## EXERCISE REQUIREMENTS
Write out the full set of records below exactly.

## PROVIDED RECORDS
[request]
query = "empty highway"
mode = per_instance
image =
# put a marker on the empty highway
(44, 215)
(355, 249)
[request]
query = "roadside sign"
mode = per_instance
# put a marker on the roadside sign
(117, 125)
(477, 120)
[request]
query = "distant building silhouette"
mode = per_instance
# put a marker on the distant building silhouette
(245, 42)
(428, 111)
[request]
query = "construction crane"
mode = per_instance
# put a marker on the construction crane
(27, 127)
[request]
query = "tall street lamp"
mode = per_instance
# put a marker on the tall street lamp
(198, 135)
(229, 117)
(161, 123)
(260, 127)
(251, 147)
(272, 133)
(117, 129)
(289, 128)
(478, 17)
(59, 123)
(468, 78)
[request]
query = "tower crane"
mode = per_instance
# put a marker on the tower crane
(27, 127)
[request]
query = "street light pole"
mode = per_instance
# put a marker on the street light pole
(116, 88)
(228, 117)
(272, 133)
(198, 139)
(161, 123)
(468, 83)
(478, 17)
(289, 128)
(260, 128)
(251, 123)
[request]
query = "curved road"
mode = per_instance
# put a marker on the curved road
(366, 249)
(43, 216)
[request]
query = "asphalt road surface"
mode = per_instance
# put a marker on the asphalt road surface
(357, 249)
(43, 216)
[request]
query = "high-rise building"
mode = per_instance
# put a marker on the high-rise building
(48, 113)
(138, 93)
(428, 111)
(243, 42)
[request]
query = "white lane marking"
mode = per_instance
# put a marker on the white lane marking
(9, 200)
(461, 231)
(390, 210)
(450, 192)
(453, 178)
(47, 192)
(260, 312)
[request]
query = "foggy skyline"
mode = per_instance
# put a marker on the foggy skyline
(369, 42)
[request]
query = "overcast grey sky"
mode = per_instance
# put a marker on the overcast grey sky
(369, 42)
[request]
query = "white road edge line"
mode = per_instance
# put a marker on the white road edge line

## WRITTEN REPLY
[request]
query = "empty highway"
mode = per_instance
image =
# put a marker on the empty highway
(44, 215)
(355, 249)
[request]
query = "roadside sign"
mode = per_instance
# put a marker on the roadside sign
(117, 125)
(477, 120)
[request]
query = "distant building silhouette"
mode = per_instance
# put a marker on the distant building silhouette
(245, 42)
(428, 111)
[request]
query = "construction crane"
mode = per_instance
# put a marker on the construction crane
(27, 127)
[request]
query = "tall street lamp"
mode = per_instance
# put a marker on the tall street lamp
(198, 135)
(229, 117)
(161, 123)
(260, 127)
(251, 147)
(272, 133)
(117, 129)
(289, 128)
(478, 17)
(59, 123)
(468, 78)
[request]
query = "tower crane"
mode = per_instance
# put a marker on the tower crane
(27, 127)
[request]
query = "street light pole"
mode = per_instance
# put a marker on the street light pole
(116, 88)
(228, 117)
(272, 133)
(198, 139)
(161, 123)
(468, 83)
(478, 17)
(289, 128)
(260, 128)
(251, 123)
[request]
query = "curved road"
mode = per_instance
# put a marker on the curved road
(366, 249)
(43, 216)
[request]
query = "asphalt road surface"
mode = per_instance
# put a marker on the asphalt road surface
(357, 249)
(43, 216)
[request]
query = "high-rise building"
mode = per_instance
# put a marker on the high-rise building
(48, 113)
(138, 93)
(428, 111)
(243, 42)
[request]
query = "white lane marking"
mode = per_instance
# put a marker on the white lane marking
(9, 200)
(461, 231)
(390, 210)
(450, 192)
(453, 178)
(47, 192)
(260, 312)
[request]
query = "foggy skyline"
mode = per_instance
# put a marker on the foggy skyline
(369, 42)
[request]
query = "overcast grey sky"
mode = per_instance
# put a marker on the overcast grey sky
(369, 42)
[request]
query = "white road edge line"
mode = per_instance
# put a marker on the white road edge line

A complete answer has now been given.